◆ **Supplied passage**:
- Opening Delimiter -
Signs that you’re ready to get a dog

You’ve thought about nothing else for weeks, possibly months – or even years! But you’re pretty confident that you and your family are ready to bring home a dog.

It’s easy to get excited and dash into the first animal shelter you come across and try not to adopt them all – or act rashly when you see a sign that reads cockapoo for sale! But first you need to make sure that are truly ready to take on another responsibility. Here I’ve gathered a few ideas that will help you establish if you’re absolutely ready to welcome a four legged friend into your life.

You have the time to train and socialise a new pooch

Bringing home a puppy (or even an adult dog) means a huge commitment of time and patience. You have to teach him the rules of your home — including toilet training, safe interaction with children or other pets, and which items are dog toys and which are your brand-new pair of expensive shoes… On top of that, you should have time for training sessions and, of course, adequate exercise.

You’ve considered which kind of dog fits your lifestyle

If you’re a retired senior looking for a laid-back companion who doesn’t need much exercise, a Border Collie may not be your best bet. If your house is full of rambunctious children then a little Chihuahua is likely to get caught in the cross fire…And if you’re an athlete searching for a running companion, you probably don’t want to bring home a Pug…

Before you get a dog, think about your exercise routine, your age and generally how a dog will fit into your lifestyle. If you’re looking for a very specific personality, consider adopting an adult dog from a shelter or rescue group. Puppies can be a gamble, but one of the great things about adopting an older canine is that, for the most part, you know what you’re getting.

You’re financially ready to care for a dog

They may not need a student loan, but dogs do put some pressure on your bank account. Make sure you’re prepared to pay for things like initial vaccinations, spaying or neutering, preventive care, toys, food and cleaning supplies, dog bed and leads…not to mention routine and possibly emergency veterinary care for their entire lives!

You can commit to having a pet for the next decade or longer

Speaking of entire lives, those who are commitment-phobic should be aware that owning a canine definitely means a long-term obligation. A dog may be by your side for the next 10, 12 or 15 years — perhaps long after you break up with that boyfriend, or your children have gone off to university… We got our dog Barney at 6 months old, he is now currently 14 years old and still going strong – just a little greyer but so are we!

Everyone else in your home is on board

If you’re thinking about getting a dog, talk with everyone you live with to figure out how the care and training responsibilities will be shared. Kids can be great helpers with things like refilling the water bowl and exercising the dog, but the majority of the work falls to you, the adult!
- Closing Delimiter -
◆ **Recorded information**:
- Opening Delimiter -
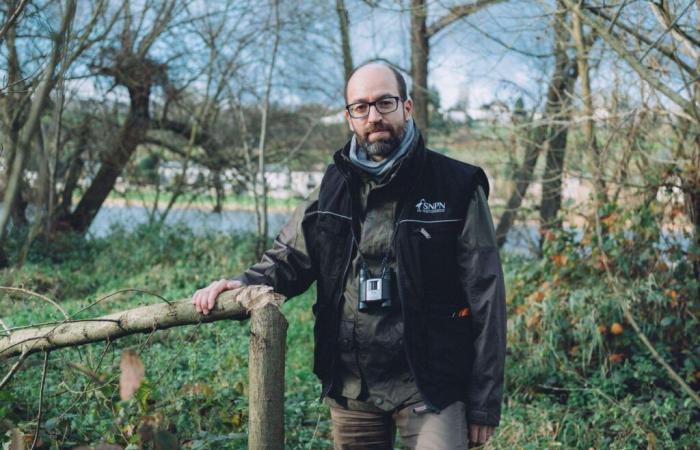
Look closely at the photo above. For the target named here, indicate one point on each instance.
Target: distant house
(284, 183)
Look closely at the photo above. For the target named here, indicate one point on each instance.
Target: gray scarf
(376, 169)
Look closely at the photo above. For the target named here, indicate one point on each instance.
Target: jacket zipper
(340, 294)
(428, 404)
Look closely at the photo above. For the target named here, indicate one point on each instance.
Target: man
(410, 314)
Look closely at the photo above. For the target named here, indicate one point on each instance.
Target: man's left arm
(482, 280)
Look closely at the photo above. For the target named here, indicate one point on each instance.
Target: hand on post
(479, 434)
(204, 299)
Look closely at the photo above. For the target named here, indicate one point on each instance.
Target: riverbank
(572, 377)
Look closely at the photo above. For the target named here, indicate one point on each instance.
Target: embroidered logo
(430, 208)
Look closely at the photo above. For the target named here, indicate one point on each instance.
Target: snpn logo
(430, 208)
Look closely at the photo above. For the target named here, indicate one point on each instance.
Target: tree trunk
(558, 128)
(268, 332)
(262, 224)
(29, 128)
(344, 23)
(131, 135)
(547, 132)
(218, 190)
(420, 54)
(597, 167)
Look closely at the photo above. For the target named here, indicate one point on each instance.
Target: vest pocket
(449, 344)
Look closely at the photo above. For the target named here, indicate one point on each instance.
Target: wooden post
(268, 333)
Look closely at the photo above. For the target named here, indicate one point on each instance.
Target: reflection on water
(199, 221)
(522, 239)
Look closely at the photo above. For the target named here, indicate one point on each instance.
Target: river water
(522, 239)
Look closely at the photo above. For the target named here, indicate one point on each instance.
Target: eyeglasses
(384, 105)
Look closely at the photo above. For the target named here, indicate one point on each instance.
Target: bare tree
(421, 35)
(547, 133)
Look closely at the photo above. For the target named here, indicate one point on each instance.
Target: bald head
(368, 72)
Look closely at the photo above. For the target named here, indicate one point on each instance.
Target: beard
(384, 147)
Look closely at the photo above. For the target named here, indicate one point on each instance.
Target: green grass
(196, 388)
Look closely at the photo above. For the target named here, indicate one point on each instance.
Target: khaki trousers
(355, 430)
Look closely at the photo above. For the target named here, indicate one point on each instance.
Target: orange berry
(616, 358)
(616, 329)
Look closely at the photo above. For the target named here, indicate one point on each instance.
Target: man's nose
(374, 115)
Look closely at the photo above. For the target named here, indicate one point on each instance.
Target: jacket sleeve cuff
(478, 417)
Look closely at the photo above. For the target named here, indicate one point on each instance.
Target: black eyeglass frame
(396, 98)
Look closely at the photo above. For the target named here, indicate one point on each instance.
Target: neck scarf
(376, 169)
- Closing Delimiter -
◆ **What you need to do**: From the dog-readiness article, write out the text from "Speaking of entire" up to and including "you, the adult!". The entries were taken from a different source than the passage about getting a dog.

◆ **Response for this exercise**:
Speaking of entire lives, those who are commitment-phobic should be aware that owning a canine definitely means a long-term obligation. A dog may be by your side for the next 10, 12 or 15 years — perhaps long after you break up with that boyfriend, or your children have gone off to university… We got our dog Barney at 6 months old, he is now currently 14 years old and still going strong – just a little greyer but so are we!

Everyone else in your home is on board

If you’re thinking about getting a dog, talk with everyone you live with to figure out how the care and training responsibilities will be shared. Kids can be great helpers with things like refilling the water bowl and exercising the dog, but the majority of the work falls to you, the adult!